------ Source text ------
I had, then lost, a new client this month. The breaking point was a work for hire agreement that specified I could not work for any company “in the same business” as this client for two years after working for them. My problem was that the document did not specify what business the client was in! So I added a phrase to do this, and they rejected the edit because they wanted to reserve the right to go into other, new businesses in the future. We thus went our separate ways.
This is not the first time I’ve lost work by declining to sign a legal document I felt was unreasonable. Once a small agency (whose client base was banking, not the CIA) wanted me to sign a commitment never to show any work I had done for them or even say I had done it. Since a freelancer needs to prove experience to get work, this didn’t seem a good idea. It’s not the same thing as signing an NDA (non-disclosure agreement) which I’ve done many times and simply holds the contractor responsible for keeping confidential any trade secrets revealed during the project.
------ Material ------
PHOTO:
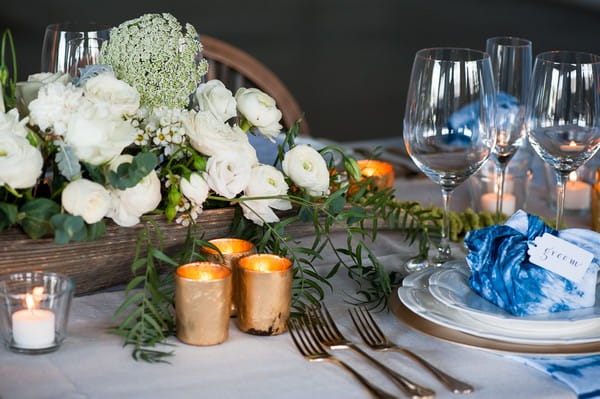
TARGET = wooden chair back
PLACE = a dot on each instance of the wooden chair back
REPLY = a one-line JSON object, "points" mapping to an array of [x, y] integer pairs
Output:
{"points": [[236, 68]]}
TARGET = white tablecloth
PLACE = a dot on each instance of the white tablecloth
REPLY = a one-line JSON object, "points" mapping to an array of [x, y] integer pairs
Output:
{"points": [[93, 364]]}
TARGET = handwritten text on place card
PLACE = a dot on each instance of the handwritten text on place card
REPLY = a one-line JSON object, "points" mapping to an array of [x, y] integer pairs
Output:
{"points": [[560, 257]]}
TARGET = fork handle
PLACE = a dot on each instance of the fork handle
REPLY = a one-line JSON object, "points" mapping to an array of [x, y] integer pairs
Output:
{"points": [[453, 384], [412, 389], [373, 390]]}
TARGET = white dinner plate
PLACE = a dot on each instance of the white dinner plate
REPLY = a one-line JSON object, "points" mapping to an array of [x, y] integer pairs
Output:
{"points": [[450, 286], [415, 295]]}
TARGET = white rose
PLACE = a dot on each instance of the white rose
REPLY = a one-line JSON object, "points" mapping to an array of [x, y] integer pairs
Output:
{"points": [[106, 90], [20, 162], [215, 98], [195, 189], [265, 181], [211, 137], [127, 206], [228, 173], [26, 92], [10, 124], [87, 199], [54, 106], [260, 110], [97, 138], [307, 169]]}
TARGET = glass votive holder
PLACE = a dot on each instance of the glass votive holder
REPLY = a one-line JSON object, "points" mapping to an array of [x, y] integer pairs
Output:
{"points": [[232, 249], [484, 190], [265, 294], [34, 311], [202, 303]]}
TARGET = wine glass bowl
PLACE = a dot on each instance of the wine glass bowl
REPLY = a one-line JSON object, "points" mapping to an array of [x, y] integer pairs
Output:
{"points": [[448, 121], [563, 113]]}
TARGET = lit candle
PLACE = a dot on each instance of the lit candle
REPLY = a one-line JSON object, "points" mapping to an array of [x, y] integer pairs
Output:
{"points": [[265, 294], [232, 249], [488, 202], [381, 173], [202, 303], [33, 328], [577, 193]]}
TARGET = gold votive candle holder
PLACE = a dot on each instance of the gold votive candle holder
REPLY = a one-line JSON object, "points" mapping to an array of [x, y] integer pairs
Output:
{"points": [[265, 294], [202, 303], [232, 249]]}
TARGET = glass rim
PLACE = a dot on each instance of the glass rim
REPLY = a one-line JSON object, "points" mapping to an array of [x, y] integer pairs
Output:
{"points": [[451, 54], [513, 41], [571, 57]]}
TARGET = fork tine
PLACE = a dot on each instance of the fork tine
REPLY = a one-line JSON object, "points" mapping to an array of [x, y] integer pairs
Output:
{"points": [[373, 323], [366, 339]]}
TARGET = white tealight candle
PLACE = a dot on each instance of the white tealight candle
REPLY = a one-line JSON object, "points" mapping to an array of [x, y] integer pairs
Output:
{"points": [[577, 193], [33, 328], [488, 203]]}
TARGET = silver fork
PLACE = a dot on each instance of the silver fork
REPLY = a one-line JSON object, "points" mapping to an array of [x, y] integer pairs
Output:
{"points": [[376, 339], [310, 348], [326, 331]]}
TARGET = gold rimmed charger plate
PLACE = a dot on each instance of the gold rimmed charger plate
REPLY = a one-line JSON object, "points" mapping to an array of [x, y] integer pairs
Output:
{"points": [[427, 327]]}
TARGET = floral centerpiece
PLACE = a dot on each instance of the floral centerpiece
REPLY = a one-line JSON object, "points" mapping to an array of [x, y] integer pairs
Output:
{"points": [[140, 134]]}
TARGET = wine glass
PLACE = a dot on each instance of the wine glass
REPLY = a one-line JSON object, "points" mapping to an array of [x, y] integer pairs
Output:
{"points": [[448, 124], [563, 113], [82, 52], [57, 37], [511, 65]]}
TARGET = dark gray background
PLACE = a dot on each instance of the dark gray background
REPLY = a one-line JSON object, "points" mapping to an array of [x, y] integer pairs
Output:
{"points": [[346, 61]]}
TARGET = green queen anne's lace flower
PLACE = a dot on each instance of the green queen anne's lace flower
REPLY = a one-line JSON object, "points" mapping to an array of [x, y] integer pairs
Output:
{"points": [[157, 56]]}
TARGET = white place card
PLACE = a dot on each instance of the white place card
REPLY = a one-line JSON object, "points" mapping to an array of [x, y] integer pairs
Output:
{"points": [[560, 257]]}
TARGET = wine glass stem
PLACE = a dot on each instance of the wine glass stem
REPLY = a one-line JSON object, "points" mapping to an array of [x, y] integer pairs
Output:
{"points": [[500, 177], [561, 179]]}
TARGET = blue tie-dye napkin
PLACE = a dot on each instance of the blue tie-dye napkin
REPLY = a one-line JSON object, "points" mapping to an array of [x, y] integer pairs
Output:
{"points": [[581, 374]]}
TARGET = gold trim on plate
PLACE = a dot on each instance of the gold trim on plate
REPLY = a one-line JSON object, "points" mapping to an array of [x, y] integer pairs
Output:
{"points": [[427, 327]]}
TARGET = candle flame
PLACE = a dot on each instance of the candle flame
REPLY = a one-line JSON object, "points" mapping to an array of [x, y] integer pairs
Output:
{"points": [[573, 176]]}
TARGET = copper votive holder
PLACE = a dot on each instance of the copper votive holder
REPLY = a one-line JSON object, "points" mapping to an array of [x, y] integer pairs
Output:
{"points": [[232, 249], [202, 303], [265, 294], [381, 173]]}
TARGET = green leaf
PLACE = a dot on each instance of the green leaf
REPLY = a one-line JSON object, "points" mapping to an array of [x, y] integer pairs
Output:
{"points": [[35, 221], [8, 215], [67, 161], [68, 228]]}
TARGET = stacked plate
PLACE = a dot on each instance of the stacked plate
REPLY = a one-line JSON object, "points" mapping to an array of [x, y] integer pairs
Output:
{"points": [[444, 297]]}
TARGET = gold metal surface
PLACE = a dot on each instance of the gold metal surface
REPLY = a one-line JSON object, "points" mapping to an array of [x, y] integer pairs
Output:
{"points": [[232, 249], [202, 303], [426, 327], [265, 294]]}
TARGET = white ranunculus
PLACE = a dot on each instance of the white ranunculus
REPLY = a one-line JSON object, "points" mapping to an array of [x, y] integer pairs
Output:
{"points": [[108, 91], [96, 137], [127, 206], [307, 169], [265, 181], [228, 173], [260, 110], [54, 106], [211, 137], [87, 199], [20, 162], [195, 189], [215, 98], [10, 124], [26, 92]]}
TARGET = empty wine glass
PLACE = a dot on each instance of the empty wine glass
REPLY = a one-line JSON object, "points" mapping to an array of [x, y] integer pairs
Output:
{"points": [[448, 122], [511, 65], [56, 42], [82, 52], [563, 113]]}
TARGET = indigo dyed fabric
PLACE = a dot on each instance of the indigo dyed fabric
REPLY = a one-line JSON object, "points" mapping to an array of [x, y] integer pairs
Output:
{"points": [[501, 272]]}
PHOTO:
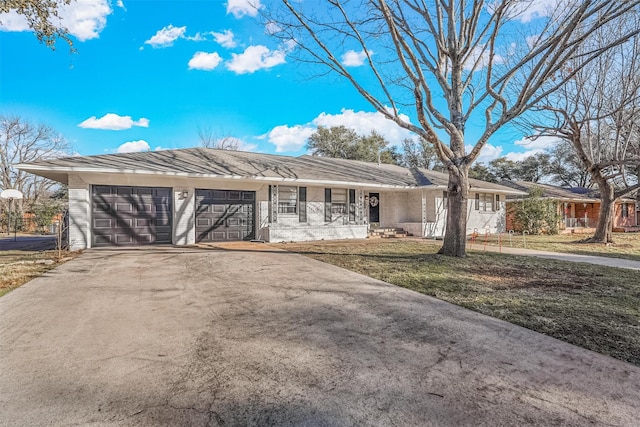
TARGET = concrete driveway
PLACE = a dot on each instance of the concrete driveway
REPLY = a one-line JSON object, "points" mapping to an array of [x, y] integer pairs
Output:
{"points": [[240, 337]]}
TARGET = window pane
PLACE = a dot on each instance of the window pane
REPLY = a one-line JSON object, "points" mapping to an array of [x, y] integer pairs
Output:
{"points": [[339, 195], [287, 199]]}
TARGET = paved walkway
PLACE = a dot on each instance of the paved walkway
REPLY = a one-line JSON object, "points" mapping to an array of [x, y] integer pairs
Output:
{"points": [[590, 259], [198, 337]]}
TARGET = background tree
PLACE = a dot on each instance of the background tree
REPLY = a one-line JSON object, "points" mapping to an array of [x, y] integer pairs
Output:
{"points": [[449, 62], [536, 214], [566, 168], [598, 112], [22, 142], [418, 153], [42, 17], [482, 172], [341, 142], [534, 168]]}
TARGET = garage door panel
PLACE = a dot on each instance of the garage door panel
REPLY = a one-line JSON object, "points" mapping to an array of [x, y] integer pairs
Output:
{"points": [[131, 215], [102, 223], [224, 215], [123, 191]]}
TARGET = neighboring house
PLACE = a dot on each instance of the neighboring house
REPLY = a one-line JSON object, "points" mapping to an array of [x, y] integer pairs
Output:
{"points": [[196, 195], [578, 208]]}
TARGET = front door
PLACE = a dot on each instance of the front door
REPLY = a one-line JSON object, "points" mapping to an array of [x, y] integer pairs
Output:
{"points": [[374, 207]]}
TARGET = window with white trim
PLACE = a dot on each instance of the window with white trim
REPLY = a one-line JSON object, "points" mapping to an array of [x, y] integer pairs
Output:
{"points": [[486, 202], [338, 201], [287, 200]]}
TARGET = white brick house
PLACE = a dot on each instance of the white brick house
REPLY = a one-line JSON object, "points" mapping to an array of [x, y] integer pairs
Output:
{"points": [[182, 197]]}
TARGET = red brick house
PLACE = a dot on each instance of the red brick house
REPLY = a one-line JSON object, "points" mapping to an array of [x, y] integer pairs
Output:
{"points": [[578, 208]]}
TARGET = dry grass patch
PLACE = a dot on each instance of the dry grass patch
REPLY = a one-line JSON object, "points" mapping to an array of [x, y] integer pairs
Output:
{"points": [[19, 267], [594, 307], [626, 245]]}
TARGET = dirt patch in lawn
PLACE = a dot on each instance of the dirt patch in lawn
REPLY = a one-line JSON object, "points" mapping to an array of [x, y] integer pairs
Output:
{"points": [[19, 267], [594, 307]]}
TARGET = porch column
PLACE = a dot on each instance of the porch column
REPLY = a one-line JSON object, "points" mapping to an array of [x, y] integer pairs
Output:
{"points": [[273, 199], [360, 207], [424, 213]]}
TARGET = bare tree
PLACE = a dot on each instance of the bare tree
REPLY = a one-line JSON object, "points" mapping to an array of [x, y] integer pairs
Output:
{"points": [[420, 154], [22, 142], [450, 62], [566, 168], [598, 113], [41, 16], [209, 139]]}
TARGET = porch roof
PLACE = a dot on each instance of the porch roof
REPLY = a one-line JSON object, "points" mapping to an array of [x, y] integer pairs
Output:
{"points": [[241, 165]]}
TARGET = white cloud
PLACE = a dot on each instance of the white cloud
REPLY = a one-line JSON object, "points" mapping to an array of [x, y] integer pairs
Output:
{"points": [[84, 19], [354, 59], [287, 138], [516, 157], [240, 8], [111, 121], [364, 122], [204, 61], [134, 147], [272, 28], [225, 38], [481, 56], [255, 58], [489, 152], [539, 143], [528, 11], [166, 36], [293, 138]]}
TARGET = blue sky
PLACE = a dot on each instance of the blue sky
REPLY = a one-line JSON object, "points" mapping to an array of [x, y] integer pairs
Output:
{"points": [[148, 74]]}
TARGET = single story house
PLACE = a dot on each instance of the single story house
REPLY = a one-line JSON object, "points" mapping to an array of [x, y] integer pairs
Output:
{"points": [[578, 207], [193, 195]]}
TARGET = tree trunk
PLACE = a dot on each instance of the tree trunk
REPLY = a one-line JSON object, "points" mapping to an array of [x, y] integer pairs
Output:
{"points": [[455, 237], [604, 228]]}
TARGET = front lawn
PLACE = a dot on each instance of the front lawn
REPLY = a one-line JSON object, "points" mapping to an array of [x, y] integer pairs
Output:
{"points": [[625, 245], [594, 307], [18, 267]]}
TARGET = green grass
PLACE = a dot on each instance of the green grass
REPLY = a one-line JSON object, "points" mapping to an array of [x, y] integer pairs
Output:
{"points": [[626, 245], [594, 307]]}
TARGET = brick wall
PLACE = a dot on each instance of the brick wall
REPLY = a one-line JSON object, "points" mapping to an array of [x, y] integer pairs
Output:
{"points": [[79, 213]]}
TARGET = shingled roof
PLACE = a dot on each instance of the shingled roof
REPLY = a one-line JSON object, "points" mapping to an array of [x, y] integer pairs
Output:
{"points": [[215, 163], [574, 194]]}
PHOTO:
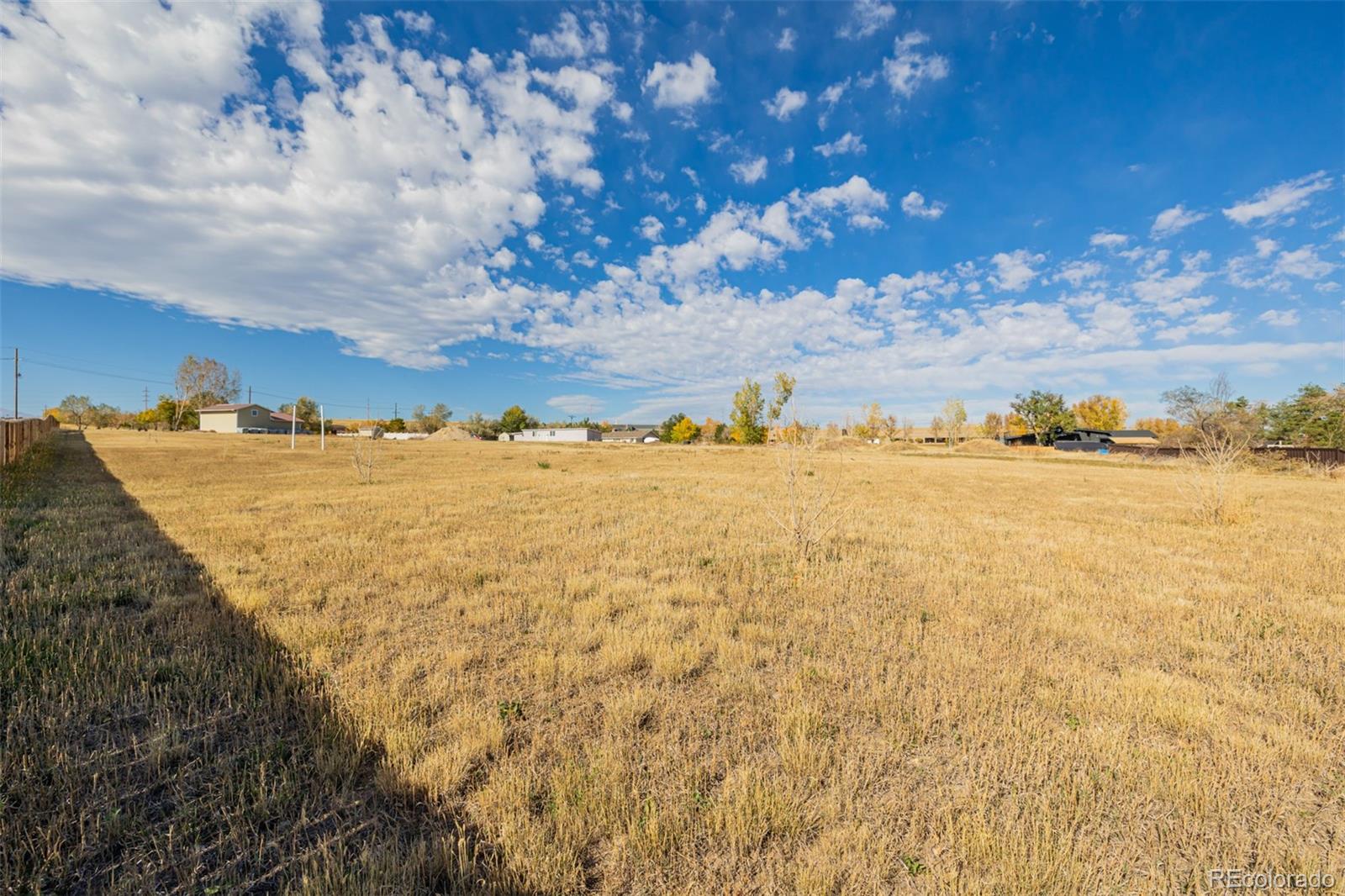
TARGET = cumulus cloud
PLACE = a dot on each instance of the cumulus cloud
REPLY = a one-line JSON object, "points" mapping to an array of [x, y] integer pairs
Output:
{"points": [[1015, 269], [1109, 240], [1288, 318], [1304, 262], [417, 22], [681, 85], [867, 18], [576, 405], [1076, 272], [914, 206], [847, 145], [569, 40], [784, 104], [1275, 203], [750, 170], [651, 228], [911, 67], [387, 178], [1174, 221], [1208, 324]]}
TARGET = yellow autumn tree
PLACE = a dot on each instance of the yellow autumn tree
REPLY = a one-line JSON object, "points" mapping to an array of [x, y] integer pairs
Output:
{"points": [[685, 430], [1100, 412]]}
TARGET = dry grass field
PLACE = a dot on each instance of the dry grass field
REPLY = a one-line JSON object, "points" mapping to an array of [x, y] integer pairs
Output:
{"points": [[576, 669]]}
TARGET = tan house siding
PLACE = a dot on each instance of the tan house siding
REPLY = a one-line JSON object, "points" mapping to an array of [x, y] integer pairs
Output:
{"points": [[235, 420]]}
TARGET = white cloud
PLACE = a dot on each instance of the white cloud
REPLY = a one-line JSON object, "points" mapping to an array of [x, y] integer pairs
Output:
{"points": [[569, 40], [1288, 318], [784, 104], [829, 98], [1174, 221], [867, 18], [1109, 240], [681, 84], [1015, 269], [1304, 262], [417, 22], [576, 405], [750, 170], [186, 179], [1274, 203], [1208, 324], [914, 206], [651, 228], [1076, 272], [910, 67], [847, 145]]}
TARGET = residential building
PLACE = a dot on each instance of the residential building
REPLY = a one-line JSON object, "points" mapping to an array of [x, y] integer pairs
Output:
{"points": [[245, 417], [636, 436], [553, 434]]}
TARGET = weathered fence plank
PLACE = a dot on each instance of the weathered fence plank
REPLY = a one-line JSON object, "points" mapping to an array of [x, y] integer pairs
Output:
{"points": [[19, 434]]}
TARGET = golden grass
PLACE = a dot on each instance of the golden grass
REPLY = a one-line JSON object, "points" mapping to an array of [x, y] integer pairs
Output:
{"points": [[1021, 673]]}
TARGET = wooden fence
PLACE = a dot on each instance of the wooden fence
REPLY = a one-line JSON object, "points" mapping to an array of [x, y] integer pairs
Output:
{"points": [[1322, 456], [18, 434]]}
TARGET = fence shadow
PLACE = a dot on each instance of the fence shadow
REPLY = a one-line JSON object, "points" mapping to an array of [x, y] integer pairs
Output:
{"points": [[156, 741]]}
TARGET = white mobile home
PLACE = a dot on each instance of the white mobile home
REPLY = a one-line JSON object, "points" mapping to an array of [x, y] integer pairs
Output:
{"points": [[560, 434], [245, 419]]}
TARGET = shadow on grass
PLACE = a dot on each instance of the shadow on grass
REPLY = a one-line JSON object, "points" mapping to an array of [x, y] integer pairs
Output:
{"points": [[156, 741]]}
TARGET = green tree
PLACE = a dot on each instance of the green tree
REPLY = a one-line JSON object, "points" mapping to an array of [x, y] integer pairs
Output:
{"points": [[482, 427], [104, 416], [166, 412], [746, 414], [202, 382], [1042, 414], [515, 420], [782, 396], [307, 412], [955, 419], [685, 432], [76, 409], [669, 425], [430, 420], [1311, 416]]}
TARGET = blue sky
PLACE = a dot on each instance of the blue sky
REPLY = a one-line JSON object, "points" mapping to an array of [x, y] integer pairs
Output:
{"points": [[623, 210]]}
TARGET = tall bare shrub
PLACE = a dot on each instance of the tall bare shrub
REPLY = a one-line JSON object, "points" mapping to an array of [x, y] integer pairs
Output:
{"points": [[806, 508], [1221, 432], [365, 458]]}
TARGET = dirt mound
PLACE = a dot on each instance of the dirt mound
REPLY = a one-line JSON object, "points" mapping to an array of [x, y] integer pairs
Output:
{"points": [[841, 443], [982, 447], [451, 432]]}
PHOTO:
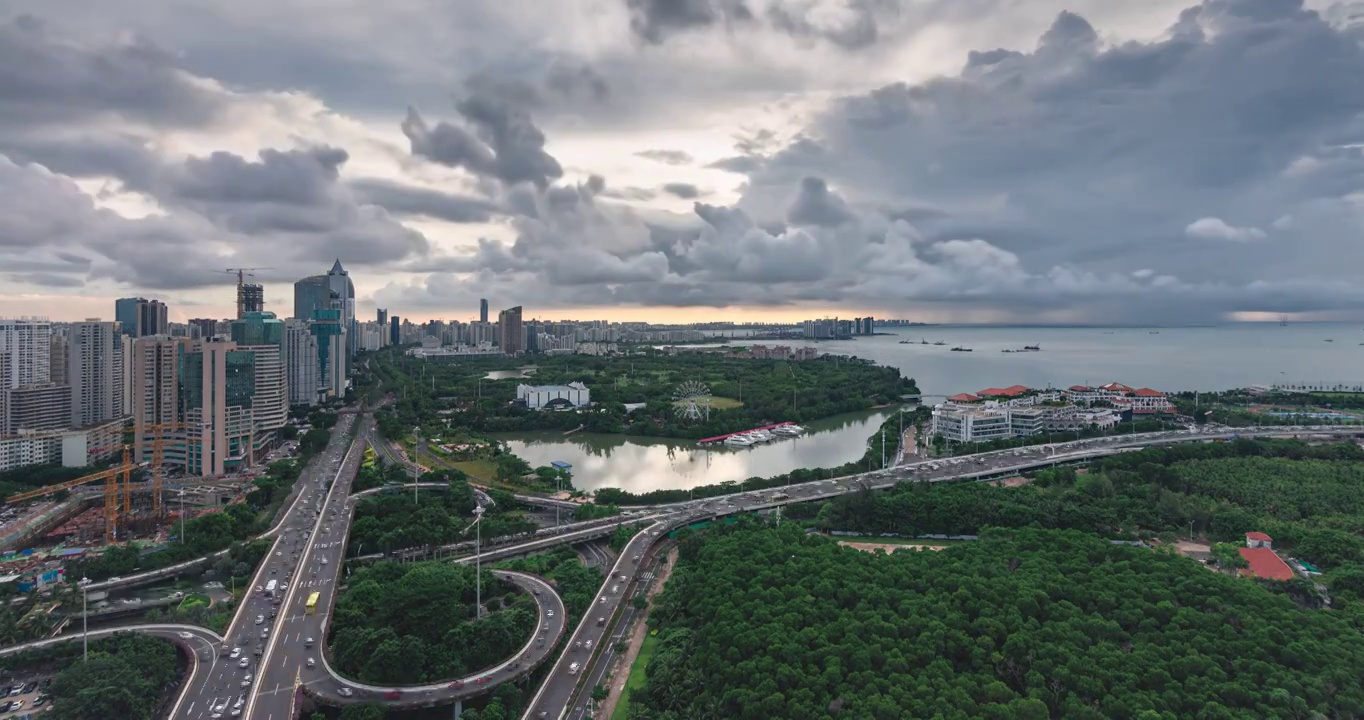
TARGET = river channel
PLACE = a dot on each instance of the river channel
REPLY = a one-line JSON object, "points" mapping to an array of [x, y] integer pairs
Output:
{"points": [[643, 464]]}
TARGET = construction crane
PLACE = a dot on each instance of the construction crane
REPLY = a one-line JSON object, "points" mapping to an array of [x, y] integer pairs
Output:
{"points": [[242, 274], [158, 435], [111, 491]]}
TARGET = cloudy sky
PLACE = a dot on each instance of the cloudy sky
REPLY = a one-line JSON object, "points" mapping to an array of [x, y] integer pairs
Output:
{"points": [[677, 160]]}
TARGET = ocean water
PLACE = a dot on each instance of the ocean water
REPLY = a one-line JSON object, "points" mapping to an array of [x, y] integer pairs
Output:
{"points": [[1168, 359]]}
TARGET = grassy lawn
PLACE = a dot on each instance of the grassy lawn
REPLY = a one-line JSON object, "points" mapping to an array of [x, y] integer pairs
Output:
{"points": [[720, 402], [639, 674], [479, 469], [896, 540]]}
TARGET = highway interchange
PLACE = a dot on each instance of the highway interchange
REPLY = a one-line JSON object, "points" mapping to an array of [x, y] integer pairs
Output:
{"points": [[317, 524]]}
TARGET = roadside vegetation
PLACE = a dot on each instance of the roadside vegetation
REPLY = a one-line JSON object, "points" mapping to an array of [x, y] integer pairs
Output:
{"points": [[392, 521], [1025, 623], [449, 394], [869, 461], [128, 677], [1308, 498], [415, 622]]}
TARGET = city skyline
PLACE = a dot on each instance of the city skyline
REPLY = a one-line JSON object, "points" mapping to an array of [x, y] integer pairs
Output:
{"points": [[1044, 161]]}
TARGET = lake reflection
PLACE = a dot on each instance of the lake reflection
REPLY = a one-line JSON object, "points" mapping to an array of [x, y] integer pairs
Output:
{"points": [[643, 464]]}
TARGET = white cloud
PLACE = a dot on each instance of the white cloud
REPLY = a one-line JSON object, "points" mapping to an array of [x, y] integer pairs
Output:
{"points": [[1218, 229]]}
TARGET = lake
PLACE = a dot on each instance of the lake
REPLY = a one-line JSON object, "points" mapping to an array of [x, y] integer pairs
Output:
{"points": [[1169, 359], [643, 464]]}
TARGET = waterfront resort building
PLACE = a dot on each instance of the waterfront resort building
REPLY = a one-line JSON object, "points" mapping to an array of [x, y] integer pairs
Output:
{"points": [[554, 397], [997, 413]]}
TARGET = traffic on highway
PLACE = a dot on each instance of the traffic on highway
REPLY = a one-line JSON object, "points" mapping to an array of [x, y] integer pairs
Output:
{"points": [[233, 678]]}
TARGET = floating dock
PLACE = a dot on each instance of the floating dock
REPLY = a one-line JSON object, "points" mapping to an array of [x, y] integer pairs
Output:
{"points": [[722, 438]]}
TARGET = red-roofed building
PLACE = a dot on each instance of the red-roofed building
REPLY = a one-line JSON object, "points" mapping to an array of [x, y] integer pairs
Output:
{"points": [[1265, 563], [1014, 390]]}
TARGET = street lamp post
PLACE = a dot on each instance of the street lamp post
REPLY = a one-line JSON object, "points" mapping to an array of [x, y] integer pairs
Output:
{"points": [[85, 619], [416, 457], [478, 562]]}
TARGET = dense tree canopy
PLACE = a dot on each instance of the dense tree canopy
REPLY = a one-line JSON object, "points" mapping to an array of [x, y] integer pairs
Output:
{"points": [[393, 521], [1308, 498], [888, 432], [126, 677], [771, 390], [415, 622], [1025, 623]]}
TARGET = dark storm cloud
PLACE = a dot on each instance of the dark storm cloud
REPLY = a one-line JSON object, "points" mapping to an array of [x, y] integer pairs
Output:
{"points": [[1183, 154], [682, 190], [44, 79], [817, 206], [411, 201], [497, 141], [1209, 172], [655, 21]]}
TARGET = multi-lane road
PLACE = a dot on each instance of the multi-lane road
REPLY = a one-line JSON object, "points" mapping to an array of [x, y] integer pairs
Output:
{"points": [[314, 528]]}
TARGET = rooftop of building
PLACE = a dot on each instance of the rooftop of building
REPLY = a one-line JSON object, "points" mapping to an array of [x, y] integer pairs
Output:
{"points": [[1265, 563]]}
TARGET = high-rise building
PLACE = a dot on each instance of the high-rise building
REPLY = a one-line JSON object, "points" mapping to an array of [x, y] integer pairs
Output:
------
### What to work on
1: Summarize the freelance contracts text in two sentences.
2: Answer these questions from the freelance contracts text:
(a) For how long after working for the client would the work for hire agreement have restricted the writer?
(b) What was the client base of the small agency?
(c) What does an NDA hold the contractor responsible for?

### Task-by-task results
1: The writer lost a new client over a work for hire agreement that barred work for any company "in the same business" for two years without saying what that business was, because the client rejected the writer's clarifying phrase in order to reserve the right to enter new businesses. This was not the first such loss, since a small agency once wanted the writer to commit to never showing or even mentioning work done for it, which differs from the NDAs the writer has signed many times, as those only require keeping trade secrets confidential.

2:
(a) Two years.
(b) Banking.
(c) Keeping confidential any trade secrets revealed during the project.